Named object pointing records
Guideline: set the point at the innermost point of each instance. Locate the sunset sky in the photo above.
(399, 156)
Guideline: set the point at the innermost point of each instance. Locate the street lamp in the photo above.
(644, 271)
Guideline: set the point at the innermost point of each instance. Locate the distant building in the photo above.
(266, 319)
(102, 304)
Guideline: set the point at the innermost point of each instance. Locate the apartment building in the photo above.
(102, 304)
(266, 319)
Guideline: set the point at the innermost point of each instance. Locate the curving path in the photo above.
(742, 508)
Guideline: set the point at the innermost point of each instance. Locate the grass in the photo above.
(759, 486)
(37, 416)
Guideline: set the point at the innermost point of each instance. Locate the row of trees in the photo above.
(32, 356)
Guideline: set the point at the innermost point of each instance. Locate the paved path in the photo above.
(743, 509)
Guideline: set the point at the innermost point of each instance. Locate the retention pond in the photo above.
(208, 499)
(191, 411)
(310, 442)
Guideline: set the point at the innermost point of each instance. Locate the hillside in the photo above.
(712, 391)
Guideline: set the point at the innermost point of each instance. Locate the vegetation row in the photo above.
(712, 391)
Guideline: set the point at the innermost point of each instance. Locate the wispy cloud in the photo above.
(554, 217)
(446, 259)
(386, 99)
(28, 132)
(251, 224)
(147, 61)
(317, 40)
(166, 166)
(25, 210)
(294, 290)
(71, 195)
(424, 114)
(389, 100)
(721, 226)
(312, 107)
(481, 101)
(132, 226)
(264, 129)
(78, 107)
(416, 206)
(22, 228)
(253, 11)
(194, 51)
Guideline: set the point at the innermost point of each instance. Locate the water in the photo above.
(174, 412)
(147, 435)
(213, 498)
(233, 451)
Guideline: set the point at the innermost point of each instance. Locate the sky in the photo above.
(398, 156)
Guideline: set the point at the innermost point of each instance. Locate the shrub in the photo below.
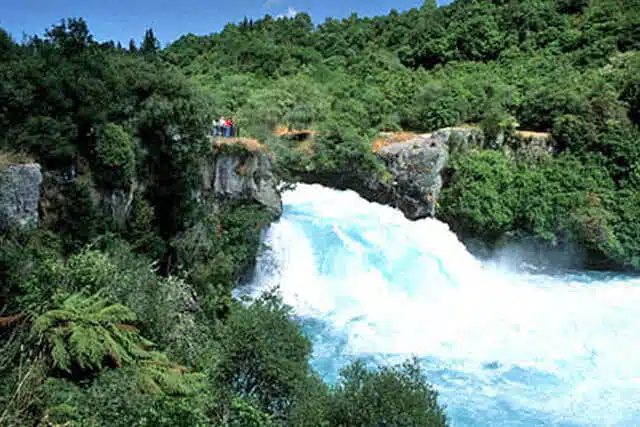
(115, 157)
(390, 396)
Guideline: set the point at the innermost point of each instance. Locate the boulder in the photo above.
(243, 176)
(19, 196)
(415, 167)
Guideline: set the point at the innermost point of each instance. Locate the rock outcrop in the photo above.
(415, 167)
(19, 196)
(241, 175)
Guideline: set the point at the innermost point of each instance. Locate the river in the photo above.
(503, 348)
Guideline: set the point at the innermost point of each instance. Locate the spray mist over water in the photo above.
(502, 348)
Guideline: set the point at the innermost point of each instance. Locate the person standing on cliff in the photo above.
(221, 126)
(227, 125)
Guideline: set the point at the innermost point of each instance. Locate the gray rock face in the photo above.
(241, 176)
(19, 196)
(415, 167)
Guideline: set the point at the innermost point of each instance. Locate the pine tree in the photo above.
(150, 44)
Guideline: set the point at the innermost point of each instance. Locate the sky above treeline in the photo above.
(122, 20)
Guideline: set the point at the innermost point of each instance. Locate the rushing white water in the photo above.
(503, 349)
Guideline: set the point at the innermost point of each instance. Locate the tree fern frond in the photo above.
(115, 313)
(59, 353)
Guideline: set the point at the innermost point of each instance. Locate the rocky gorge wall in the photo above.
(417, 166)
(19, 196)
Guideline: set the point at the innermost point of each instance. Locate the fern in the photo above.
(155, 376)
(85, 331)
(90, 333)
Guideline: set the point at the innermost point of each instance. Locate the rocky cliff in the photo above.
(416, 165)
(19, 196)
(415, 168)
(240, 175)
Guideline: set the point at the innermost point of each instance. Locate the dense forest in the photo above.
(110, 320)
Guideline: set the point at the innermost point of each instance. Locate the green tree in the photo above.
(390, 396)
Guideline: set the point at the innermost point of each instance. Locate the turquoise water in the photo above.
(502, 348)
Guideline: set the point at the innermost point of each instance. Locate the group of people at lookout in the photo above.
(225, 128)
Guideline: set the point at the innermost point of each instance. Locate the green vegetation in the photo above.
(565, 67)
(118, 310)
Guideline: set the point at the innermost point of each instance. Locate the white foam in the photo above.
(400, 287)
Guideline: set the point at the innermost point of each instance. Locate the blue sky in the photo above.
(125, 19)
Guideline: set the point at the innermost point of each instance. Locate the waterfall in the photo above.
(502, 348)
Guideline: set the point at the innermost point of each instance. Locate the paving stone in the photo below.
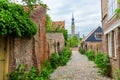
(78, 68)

==

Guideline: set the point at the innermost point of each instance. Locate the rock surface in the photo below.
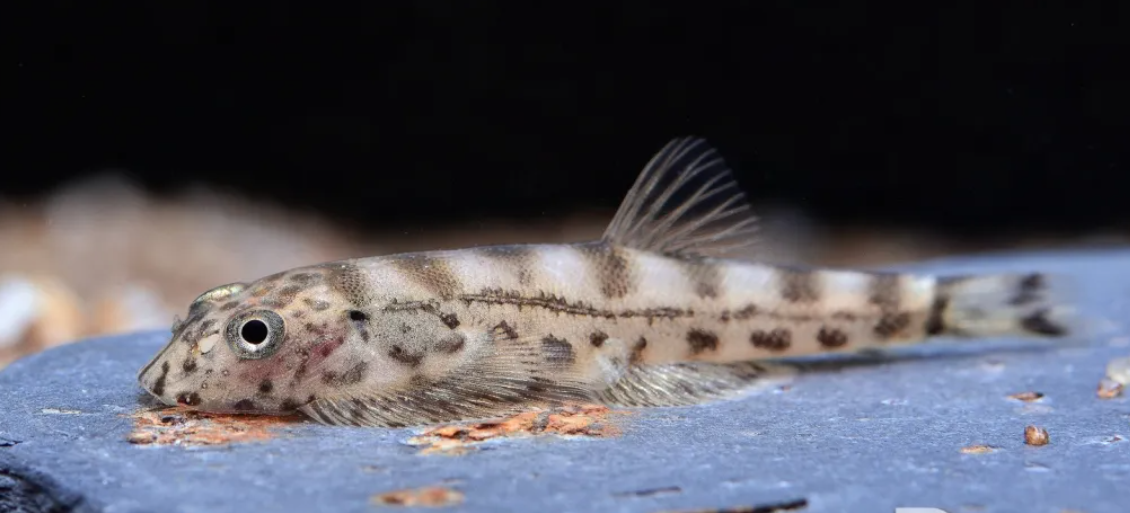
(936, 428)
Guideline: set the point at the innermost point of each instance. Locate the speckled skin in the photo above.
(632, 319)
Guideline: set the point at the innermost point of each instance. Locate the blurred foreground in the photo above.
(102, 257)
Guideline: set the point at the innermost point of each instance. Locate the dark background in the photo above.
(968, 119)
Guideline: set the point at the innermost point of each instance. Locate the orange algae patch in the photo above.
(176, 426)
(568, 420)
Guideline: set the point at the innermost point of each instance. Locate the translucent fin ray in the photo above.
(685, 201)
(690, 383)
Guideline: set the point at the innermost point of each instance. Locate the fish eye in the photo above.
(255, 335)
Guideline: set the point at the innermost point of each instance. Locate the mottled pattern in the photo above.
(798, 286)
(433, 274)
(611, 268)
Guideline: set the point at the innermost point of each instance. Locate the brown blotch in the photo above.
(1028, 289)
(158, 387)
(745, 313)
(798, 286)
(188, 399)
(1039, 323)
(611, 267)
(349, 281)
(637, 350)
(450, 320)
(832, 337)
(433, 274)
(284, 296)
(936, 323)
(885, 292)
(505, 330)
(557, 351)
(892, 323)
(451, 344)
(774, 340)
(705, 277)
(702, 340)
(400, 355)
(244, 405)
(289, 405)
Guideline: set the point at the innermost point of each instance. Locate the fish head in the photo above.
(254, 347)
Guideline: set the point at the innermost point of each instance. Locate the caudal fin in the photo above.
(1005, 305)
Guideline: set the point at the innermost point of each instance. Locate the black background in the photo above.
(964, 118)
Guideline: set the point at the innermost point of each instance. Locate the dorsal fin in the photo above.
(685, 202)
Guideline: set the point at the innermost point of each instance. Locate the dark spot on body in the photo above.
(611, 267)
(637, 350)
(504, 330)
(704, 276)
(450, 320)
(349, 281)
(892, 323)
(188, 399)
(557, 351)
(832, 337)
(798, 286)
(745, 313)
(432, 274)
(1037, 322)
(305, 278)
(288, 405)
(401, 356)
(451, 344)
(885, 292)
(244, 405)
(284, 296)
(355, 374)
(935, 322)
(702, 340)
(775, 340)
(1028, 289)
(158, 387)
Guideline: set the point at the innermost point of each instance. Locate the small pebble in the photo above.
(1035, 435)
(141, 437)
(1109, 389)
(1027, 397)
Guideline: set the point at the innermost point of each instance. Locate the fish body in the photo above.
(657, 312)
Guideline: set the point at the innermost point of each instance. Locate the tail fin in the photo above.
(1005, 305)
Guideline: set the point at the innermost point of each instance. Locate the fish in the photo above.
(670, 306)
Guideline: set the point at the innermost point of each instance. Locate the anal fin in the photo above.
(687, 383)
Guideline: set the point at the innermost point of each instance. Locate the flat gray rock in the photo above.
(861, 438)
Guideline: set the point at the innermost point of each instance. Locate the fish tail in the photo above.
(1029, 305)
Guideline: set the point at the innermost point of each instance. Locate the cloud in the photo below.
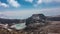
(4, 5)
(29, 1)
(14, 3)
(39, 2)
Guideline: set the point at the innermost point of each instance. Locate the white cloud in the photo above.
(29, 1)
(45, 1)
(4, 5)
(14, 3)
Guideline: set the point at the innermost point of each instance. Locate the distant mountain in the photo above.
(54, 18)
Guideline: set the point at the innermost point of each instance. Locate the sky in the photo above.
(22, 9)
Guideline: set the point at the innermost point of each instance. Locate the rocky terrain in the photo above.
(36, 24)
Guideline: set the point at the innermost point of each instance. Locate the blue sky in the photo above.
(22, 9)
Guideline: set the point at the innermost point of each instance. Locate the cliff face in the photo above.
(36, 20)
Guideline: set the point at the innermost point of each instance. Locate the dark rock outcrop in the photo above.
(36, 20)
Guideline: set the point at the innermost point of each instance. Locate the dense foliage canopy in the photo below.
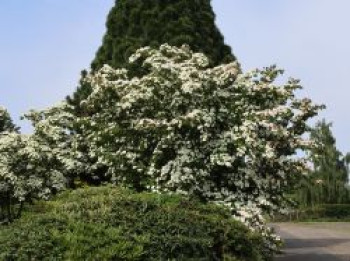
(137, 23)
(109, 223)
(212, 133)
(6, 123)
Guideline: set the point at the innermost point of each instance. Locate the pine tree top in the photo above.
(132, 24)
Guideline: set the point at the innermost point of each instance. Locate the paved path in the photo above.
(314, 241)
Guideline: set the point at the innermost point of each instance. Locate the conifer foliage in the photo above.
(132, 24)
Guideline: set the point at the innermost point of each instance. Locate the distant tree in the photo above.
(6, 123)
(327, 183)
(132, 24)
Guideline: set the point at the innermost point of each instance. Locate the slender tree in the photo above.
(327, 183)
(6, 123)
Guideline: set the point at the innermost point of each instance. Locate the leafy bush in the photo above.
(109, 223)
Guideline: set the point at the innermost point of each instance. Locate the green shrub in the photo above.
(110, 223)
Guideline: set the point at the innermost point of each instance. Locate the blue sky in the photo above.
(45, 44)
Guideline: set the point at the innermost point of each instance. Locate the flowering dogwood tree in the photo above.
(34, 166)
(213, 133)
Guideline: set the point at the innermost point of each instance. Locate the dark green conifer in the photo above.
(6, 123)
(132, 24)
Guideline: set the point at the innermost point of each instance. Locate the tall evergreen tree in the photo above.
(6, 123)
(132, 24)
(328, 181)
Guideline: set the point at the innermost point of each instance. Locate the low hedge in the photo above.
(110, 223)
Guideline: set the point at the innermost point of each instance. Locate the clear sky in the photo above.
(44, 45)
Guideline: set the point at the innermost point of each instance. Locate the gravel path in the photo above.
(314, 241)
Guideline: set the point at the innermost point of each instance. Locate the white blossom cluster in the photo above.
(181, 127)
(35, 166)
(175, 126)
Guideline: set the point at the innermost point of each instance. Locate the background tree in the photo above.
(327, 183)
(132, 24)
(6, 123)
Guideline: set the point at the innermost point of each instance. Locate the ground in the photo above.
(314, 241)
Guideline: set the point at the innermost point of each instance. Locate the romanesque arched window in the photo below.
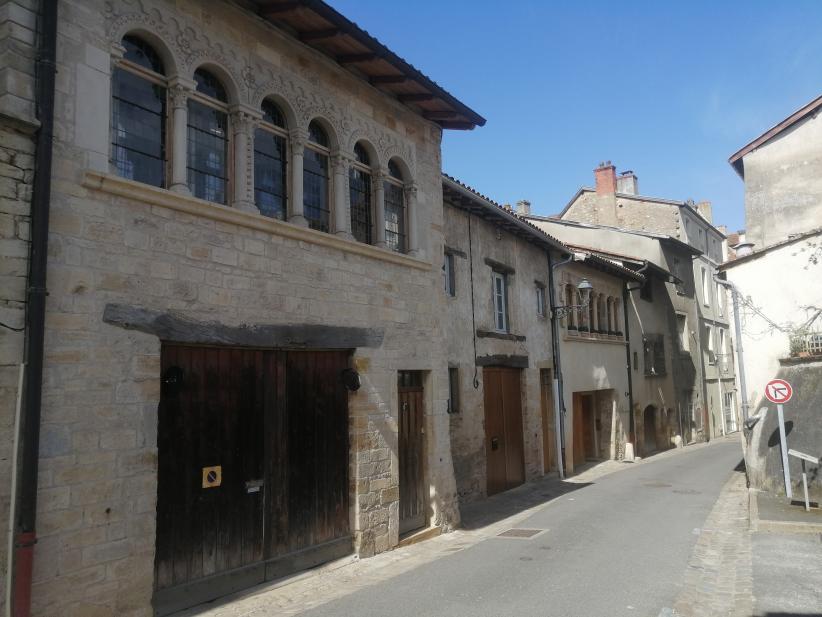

__TASK STATEMENT__:
Count the lines in the records above that contain the string "path". Give only the number.

__RESPONSE TO THIS EXERCISE__:
4